PAGINA:
========================================================================

La mattinata è ormai a buon punto, e la curiosità mi sta lentamente divorando. Ma l’appuntamento con “isle in the skye”, il nome è tutto un programma, deve essere rinviato al giorno successivo. Come al solito mi dilungo un po’ troppo per strada, scattando foto, parlando con camionisti che incrocio lungo il cammino, ma che fretta c’è?
Arrivo così a Moab, nel tardo pomeriggio, anche perché se questo è sicuramente il migliore periodo dell’anno per una visita (scarsa, o sicuramente meno intensa l’affluenza turistica, con giornate così limpide da sembrare direttamente inseriti in un programma DVD ad altissima definizione) ma la contropartita sono delle giornate relativamente corte che abbreviano di molto la guida e le visite.

========================================================================

Materiale per l'etichettatura delle regioni:

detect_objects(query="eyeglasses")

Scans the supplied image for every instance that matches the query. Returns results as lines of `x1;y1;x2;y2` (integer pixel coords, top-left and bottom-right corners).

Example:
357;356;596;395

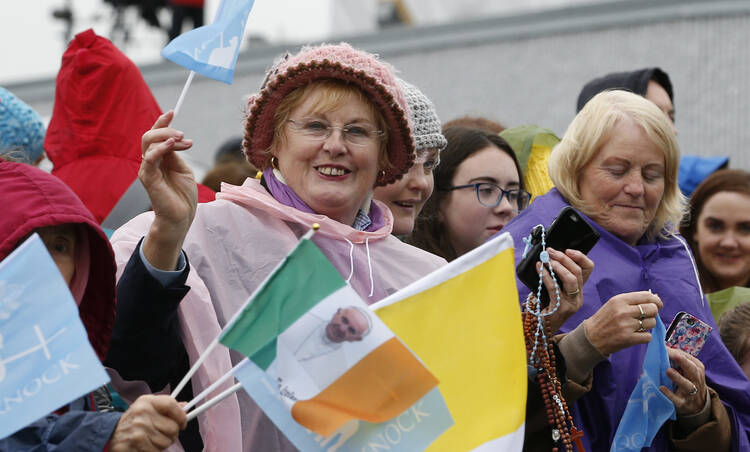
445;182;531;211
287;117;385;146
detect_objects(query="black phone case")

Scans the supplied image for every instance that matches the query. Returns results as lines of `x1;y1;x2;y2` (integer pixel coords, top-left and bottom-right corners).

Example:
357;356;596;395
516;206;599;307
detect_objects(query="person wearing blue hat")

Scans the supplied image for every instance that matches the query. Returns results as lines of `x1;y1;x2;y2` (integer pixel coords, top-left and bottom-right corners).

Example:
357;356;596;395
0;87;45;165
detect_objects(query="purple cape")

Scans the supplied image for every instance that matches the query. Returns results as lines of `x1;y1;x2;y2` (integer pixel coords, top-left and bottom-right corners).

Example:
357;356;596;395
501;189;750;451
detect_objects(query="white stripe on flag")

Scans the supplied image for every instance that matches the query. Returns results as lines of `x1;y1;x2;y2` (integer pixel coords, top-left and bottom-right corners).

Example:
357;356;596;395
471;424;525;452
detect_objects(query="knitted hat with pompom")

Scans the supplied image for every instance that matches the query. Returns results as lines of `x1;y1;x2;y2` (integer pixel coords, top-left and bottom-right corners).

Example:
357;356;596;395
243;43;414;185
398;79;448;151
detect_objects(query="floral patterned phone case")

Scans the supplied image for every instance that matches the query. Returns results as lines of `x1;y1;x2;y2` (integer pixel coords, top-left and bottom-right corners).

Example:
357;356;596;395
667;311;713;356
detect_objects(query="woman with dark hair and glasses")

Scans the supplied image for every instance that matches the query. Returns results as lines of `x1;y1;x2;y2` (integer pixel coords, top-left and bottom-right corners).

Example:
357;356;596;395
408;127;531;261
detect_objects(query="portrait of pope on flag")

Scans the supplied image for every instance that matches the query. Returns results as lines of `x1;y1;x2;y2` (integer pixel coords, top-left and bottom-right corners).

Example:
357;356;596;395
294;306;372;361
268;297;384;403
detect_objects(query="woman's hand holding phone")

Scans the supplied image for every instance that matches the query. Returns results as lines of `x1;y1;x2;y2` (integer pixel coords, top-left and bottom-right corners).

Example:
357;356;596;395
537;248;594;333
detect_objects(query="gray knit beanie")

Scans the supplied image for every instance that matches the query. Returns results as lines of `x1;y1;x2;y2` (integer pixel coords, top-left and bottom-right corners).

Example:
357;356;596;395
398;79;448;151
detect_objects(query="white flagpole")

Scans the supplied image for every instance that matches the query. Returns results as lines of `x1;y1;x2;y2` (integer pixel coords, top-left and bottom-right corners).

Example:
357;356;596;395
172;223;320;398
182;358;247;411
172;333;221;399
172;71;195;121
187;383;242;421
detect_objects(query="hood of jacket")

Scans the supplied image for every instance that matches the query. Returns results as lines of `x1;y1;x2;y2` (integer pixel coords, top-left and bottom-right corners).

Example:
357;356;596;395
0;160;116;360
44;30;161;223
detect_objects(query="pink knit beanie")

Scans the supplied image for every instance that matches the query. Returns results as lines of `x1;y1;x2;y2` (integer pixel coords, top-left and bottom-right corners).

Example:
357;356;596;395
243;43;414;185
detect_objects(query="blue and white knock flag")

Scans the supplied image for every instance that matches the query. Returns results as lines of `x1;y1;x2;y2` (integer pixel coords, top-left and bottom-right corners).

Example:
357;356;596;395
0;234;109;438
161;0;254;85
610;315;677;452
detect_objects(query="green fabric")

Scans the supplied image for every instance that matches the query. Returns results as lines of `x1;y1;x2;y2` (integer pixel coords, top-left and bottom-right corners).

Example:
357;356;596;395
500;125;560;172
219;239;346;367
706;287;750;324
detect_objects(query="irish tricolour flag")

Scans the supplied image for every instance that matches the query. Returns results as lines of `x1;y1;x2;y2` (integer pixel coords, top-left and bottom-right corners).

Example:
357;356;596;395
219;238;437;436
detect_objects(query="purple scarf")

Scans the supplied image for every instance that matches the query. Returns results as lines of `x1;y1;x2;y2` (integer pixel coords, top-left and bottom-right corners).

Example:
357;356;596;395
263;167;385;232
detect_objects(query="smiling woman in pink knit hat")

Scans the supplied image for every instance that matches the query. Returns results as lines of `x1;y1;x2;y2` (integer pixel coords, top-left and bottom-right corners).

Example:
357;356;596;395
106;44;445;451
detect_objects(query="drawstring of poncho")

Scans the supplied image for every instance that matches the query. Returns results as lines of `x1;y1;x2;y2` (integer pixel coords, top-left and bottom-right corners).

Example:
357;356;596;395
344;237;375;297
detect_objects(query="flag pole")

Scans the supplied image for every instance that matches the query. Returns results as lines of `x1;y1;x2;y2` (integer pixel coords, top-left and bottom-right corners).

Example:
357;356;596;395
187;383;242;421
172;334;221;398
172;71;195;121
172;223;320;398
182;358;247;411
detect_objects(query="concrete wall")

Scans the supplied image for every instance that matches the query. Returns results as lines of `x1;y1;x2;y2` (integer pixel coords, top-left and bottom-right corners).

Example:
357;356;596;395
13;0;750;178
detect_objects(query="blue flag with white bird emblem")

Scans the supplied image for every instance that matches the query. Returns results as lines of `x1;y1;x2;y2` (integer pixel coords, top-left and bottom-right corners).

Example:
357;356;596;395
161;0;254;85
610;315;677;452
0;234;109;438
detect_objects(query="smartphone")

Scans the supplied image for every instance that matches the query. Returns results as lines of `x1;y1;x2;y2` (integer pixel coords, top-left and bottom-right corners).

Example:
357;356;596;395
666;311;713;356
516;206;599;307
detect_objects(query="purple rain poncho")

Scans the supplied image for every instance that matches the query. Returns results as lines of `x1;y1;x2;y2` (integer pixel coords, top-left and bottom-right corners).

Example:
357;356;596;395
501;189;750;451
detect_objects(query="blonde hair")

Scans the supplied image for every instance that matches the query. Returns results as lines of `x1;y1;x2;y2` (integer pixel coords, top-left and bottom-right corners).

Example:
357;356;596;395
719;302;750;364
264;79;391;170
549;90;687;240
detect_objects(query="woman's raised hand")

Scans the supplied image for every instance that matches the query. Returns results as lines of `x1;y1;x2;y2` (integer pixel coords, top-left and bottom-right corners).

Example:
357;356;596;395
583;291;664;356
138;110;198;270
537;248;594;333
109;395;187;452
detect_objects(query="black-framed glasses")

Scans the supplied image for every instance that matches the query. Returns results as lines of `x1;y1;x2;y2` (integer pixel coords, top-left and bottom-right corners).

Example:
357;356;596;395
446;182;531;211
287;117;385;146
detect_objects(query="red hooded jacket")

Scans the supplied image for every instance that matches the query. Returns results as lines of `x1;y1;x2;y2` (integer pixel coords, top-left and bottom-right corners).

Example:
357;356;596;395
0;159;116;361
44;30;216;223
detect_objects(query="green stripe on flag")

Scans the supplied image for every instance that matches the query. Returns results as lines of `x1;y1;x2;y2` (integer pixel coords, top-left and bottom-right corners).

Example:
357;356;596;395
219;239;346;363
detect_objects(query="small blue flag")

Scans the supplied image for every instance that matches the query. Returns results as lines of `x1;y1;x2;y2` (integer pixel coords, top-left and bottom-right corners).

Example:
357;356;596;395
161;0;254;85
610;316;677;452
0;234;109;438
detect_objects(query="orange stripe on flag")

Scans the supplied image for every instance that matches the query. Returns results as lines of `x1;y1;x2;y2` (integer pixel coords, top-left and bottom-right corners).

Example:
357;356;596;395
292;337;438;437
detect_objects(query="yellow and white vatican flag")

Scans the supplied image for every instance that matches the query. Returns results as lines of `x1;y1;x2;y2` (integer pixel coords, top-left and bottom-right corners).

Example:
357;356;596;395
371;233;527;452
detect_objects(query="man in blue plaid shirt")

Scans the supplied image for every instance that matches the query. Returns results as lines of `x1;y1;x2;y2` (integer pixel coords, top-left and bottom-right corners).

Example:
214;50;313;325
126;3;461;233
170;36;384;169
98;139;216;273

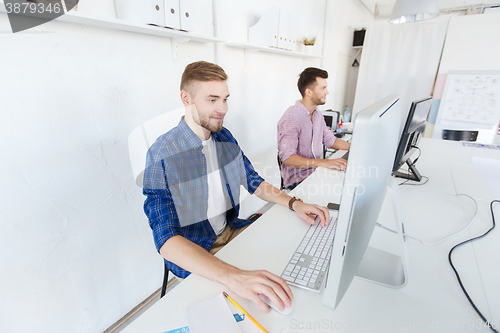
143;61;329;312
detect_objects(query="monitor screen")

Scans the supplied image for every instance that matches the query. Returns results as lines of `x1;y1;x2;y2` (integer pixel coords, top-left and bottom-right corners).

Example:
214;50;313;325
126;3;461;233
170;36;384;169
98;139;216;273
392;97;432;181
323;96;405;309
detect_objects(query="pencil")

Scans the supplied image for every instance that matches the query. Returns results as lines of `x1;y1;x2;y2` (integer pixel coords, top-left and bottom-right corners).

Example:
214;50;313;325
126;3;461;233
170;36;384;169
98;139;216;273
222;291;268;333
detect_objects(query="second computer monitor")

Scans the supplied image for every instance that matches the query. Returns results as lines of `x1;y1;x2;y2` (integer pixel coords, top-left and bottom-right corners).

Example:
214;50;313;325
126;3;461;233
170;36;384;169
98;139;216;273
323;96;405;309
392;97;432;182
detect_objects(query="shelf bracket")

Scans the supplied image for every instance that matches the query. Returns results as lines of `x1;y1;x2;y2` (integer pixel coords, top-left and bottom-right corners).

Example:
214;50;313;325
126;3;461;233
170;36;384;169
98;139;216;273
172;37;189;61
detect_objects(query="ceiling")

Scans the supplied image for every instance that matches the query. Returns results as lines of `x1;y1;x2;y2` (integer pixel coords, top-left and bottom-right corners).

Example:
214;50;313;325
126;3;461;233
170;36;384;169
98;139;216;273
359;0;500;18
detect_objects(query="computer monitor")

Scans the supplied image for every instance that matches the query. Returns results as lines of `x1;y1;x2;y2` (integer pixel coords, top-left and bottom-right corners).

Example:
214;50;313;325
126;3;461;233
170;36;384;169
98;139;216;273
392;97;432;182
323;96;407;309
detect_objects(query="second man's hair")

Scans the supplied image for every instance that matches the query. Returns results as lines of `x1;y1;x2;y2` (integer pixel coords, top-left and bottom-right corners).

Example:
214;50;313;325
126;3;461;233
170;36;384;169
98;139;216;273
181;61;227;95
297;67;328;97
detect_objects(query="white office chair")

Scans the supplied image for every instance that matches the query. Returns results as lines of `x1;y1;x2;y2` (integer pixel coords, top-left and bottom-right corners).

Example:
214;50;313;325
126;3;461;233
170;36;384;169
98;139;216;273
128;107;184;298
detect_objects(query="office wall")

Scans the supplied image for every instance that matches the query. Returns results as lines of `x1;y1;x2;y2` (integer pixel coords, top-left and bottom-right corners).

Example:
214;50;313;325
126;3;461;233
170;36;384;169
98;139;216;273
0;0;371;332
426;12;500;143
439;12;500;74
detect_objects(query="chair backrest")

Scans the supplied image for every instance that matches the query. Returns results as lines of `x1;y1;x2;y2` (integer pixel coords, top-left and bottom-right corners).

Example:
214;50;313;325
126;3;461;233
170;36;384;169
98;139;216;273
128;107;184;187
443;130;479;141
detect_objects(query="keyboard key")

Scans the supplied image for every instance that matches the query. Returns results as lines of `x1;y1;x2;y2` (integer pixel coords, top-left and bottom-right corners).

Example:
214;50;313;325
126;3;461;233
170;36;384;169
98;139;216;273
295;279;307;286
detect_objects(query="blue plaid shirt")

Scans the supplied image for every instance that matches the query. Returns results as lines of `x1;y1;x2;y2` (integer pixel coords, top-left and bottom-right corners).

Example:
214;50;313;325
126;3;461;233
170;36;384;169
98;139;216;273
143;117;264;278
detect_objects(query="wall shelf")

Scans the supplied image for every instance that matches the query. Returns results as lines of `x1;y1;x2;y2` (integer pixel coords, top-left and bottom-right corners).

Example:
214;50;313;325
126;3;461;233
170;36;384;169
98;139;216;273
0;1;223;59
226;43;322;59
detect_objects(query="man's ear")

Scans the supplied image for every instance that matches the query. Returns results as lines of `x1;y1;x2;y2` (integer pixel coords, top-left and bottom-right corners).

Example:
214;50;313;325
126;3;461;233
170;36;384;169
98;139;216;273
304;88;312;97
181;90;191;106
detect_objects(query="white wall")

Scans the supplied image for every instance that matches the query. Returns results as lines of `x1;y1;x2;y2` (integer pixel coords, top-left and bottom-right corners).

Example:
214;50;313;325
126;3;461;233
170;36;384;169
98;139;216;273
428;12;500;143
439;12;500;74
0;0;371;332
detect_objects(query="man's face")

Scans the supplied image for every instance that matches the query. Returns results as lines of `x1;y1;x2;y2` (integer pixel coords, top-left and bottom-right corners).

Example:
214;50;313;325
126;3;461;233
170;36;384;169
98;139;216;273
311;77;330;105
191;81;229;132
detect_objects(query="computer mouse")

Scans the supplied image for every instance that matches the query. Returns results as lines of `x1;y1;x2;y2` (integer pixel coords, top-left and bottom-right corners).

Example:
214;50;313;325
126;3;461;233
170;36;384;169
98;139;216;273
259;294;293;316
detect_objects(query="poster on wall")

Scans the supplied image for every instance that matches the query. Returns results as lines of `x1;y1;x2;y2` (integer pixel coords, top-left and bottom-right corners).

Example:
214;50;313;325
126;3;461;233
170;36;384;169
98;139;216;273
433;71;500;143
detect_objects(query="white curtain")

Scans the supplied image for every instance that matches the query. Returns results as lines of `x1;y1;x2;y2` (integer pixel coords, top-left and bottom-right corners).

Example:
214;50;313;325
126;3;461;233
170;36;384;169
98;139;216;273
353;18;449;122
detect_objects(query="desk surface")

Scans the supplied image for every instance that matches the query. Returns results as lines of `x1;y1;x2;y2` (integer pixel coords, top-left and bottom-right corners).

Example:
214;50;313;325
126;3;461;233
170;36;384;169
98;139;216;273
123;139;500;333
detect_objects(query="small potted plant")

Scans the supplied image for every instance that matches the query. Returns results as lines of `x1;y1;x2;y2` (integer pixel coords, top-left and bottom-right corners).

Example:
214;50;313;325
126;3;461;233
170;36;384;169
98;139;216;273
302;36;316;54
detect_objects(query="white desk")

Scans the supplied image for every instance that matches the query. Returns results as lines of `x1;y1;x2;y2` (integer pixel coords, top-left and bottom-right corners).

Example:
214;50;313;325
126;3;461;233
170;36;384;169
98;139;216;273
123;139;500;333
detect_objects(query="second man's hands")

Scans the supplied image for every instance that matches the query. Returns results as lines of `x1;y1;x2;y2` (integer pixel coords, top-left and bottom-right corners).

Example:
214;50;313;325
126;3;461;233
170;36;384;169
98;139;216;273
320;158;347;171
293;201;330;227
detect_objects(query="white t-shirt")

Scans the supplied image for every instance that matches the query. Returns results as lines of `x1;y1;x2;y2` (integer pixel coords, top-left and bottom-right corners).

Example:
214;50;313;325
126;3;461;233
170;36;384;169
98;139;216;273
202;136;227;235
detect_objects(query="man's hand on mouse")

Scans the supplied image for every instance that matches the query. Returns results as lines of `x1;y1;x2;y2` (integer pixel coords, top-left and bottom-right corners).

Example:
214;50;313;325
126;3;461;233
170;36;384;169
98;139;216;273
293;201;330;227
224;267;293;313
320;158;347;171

========================================================================

SFIDA 1: Nel racconto di viaggio, in quale momento della giornata chi scrive arriva a Moab?
SFIDA 2: Cita dal racconto di viaggio il tratto da "Arrivo così a" fino a "e le visite.".
Il materiale non serve.

SOLUZIONE COMPLETA 1: Nel tardo pomeriggio.

SOLUZIONE COMPLETA 2:
Arrivo così a Moab, nel tardo pomeriggio, anche perché se questo è sicuramente il migliore periodo dell’anno per una visita (scarsa, o sicuramente meno intensa l’affluenza turistica, con giornate così limpide da sembrare direttamente inseriti in un programma DVD ad altissima definizione) ma la contropartita sono delle giornate relativamente corte che abbreviano di molto la guida e le visite.